%%

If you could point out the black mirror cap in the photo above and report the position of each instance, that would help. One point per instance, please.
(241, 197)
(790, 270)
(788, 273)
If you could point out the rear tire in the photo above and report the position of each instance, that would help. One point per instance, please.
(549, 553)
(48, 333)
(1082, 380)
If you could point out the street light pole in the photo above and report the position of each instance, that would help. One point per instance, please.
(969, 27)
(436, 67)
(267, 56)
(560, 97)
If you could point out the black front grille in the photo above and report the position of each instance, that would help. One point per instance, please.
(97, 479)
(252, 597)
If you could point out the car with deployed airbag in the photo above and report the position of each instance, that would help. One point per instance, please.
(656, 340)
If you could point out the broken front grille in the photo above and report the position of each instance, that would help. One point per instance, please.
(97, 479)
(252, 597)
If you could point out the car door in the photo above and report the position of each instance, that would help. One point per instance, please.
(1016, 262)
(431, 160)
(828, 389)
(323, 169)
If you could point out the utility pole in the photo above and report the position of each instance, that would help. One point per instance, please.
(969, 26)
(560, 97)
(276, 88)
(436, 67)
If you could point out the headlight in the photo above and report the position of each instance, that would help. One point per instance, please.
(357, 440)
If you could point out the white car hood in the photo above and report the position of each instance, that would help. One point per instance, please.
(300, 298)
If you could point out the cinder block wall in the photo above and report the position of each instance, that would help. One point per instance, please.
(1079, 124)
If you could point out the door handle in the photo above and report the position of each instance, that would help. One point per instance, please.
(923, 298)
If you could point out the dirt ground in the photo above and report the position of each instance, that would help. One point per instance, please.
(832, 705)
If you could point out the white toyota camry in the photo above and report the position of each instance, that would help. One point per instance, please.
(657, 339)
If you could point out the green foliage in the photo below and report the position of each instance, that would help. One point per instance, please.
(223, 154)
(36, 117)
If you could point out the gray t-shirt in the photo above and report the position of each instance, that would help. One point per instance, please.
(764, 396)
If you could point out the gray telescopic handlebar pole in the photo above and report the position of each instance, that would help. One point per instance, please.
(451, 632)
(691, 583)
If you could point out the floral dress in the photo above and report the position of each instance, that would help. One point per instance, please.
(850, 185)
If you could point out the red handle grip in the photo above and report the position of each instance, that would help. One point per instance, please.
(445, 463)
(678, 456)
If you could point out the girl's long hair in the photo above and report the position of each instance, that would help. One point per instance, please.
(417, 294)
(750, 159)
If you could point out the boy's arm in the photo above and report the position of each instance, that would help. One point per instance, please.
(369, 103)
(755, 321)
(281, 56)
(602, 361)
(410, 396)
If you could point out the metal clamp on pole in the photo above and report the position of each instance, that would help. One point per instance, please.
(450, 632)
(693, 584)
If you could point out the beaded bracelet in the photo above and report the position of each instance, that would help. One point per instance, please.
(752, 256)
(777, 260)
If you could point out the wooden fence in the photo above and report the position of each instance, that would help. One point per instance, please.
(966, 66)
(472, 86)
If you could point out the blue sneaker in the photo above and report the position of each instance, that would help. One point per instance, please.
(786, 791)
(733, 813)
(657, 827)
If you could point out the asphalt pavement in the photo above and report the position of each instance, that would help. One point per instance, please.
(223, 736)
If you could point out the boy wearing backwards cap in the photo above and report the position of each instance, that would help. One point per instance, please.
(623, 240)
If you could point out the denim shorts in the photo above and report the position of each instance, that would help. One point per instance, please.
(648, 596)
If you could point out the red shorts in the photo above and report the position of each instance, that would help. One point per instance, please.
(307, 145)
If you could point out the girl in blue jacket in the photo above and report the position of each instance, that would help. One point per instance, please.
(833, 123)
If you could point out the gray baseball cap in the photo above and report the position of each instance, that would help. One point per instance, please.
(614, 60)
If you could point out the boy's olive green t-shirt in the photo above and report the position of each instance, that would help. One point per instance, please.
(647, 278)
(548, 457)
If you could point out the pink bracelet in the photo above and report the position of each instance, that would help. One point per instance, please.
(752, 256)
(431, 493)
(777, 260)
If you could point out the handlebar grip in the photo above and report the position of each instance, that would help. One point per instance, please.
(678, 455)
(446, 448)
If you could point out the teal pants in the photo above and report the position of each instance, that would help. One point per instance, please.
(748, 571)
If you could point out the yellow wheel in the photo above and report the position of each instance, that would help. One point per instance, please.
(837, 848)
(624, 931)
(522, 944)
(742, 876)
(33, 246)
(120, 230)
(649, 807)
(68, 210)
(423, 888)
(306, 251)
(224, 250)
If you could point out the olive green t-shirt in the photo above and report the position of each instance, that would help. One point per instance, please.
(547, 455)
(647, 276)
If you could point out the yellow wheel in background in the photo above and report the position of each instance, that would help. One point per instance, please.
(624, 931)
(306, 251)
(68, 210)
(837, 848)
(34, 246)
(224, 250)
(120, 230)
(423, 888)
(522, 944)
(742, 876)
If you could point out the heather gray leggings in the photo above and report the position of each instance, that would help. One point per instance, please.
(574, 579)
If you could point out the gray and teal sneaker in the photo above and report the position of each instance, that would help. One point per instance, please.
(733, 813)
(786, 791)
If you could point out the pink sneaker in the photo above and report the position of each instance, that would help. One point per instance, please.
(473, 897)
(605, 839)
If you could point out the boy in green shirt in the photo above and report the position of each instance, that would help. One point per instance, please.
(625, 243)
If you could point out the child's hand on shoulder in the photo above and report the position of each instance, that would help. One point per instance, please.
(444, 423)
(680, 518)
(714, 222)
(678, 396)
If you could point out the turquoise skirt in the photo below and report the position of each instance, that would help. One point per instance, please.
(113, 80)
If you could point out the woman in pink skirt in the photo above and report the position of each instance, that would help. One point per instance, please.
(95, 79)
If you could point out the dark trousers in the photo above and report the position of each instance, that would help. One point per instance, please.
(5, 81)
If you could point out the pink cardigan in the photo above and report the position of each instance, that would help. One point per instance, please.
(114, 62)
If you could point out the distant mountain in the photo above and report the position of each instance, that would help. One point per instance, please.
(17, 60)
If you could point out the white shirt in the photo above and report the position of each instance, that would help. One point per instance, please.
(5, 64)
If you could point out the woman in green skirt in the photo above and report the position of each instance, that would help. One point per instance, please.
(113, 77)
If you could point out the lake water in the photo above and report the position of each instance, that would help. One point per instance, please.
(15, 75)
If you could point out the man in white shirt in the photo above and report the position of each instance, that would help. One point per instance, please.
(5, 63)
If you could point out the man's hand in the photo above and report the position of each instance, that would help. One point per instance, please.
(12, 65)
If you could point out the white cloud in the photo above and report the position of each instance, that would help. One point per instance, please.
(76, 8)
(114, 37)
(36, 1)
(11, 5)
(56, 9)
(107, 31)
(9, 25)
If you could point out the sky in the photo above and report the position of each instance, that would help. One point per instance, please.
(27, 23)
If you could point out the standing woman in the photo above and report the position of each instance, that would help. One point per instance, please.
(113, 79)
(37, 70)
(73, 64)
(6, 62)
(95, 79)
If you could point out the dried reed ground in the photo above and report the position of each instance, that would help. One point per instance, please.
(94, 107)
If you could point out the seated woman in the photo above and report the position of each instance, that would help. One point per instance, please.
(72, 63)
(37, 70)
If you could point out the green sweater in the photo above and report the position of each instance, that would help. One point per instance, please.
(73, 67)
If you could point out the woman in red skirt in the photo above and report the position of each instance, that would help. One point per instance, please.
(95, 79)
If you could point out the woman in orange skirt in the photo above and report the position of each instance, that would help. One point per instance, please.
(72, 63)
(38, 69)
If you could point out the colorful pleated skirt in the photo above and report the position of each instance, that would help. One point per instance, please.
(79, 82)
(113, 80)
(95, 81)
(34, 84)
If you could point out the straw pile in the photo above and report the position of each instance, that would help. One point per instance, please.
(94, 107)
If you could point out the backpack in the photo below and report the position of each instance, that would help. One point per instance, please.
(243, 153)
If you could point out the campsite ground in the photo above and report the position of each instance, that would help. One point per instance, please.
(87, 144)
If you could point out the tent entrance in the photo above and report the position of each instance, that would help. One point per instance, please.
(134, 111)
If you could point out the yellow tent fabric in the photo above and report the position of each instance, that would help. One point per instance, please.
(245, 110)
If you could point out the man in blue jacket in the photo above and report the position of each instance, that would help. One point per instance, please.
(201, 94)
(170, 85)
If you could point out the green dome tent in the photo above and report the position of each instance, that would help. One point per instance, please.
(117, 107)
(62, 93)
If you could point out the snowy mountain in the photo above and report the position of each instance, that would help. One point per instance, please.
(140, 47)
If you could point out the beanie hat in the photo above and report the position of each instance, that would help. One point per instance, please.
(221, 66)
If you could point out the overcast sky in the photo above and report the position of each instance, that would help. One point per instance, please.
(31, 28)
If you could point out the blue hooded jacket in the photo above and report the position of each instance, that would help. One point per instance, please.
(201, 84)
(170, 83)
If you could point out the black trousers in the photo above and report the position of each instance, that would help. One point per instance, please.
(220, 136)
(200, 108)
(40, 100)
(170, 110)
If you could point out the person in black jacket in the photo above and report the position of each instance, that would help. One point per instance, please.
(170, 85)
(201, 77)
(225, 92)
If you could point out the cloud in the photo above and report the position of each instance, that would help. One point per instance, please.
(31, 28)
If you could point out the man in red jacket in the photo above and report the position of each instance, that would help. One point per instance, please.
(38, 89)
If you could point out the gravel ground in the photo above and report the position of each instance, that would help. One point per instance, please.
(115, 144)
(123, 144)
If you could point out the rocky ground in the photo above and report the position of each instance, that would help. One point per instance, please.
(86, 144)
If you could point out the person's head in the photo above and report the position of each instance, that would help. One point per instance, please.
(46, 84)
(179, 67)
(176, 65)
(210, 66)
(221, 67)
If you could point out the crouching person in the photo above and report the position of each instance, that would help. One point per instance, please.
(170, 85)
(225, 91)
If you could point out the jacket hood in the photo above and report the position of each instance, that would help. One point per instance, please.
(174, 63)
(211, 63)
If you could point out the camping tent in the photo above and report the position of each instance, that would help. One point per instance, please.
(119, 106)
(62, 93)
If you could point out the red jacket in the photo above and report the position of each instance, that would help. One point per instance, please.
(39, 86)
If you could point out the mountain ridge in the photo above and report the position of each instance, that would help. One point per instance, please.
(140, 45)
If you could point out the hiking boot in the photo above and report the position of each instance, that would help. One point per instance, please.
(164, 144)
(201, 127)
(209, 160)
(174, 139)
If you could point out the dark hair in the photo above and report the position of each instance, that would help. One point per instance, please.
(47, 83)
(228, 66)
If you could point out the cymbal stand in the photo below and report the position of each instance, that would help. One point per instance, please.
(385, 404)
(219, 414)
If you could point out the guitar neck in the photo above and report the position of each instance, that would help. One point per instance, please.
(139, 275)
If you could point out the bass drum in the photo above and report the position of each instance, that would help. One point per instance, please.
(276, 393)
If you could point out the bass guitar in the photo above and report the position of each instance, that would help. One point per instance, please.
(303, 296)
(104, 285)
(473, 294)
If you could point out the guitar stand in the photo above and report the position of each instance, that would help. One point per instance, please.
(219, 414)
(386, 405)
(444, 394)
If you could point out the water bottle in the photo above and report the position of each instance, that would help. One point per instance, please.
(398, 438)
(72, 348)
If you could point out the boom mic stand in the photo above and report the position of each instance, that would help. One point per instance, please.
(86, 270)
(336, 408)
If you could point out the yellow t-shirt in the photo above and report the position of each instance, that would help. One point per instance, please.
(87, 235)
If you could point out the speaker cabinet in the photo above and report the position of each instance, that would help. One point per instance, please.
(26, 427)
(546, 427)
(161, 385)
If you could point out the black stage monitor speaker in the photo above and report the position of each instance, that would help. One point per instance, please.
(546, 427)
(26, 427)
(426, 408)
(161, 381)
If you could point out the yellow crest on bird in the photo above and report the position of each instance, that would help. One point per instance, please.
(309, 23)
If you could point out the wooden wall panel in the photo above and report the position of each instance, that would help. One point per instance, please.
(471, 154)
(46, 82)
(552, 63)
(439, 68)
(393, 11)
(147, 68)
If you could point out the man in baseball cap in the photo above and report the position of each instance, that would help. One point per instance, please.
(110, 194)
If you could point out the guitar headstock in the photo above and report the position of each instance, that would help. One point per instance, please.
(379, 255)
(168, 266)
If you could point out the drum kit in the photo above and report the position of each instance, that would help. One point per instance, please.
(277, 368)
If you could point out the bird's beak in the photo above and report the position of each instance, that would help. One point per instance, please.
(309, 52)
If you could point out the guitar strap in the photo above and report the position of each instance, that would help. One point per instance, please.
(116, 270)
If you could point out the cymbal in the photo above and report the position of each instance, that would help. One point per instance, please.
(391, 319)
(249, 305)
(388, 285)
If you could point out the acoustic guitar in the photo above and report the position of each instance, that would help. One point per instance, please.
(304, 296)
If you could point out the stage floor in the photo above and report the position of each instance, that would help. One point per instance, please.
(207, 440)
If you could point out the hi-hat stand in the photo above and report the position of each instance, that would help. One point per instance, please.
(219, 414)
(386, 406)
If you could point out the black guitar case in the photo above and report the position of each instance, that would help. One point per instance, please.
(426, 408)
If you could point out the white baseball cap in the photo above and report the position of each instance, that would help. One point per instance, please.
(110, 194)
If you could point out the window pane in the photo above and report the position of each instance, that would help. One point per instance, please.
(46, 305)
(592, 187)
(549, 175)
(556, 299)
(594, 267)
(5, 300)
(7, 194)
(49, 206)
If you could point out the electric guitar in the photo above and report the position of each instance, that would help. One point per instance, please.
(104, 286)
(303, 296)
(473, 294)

%%

» Exercise requirements
Rewrite the material from its first line through the line containing "(1082, 380)", with "rear tire" changed to "back tire" and every other part left unchanged. Return only those lines.

» Complete output
If you could point out the black mirror cap in the photo above and report the position of each instance, that would help. One point per instance, please.
(241, 197)
(790, 270)
(788, 273)
If you could point out the back tire in the photo above and report the position of each instance, that would help. One point per instance, please.
(549, 553)
(48, 333)
(1082, 380)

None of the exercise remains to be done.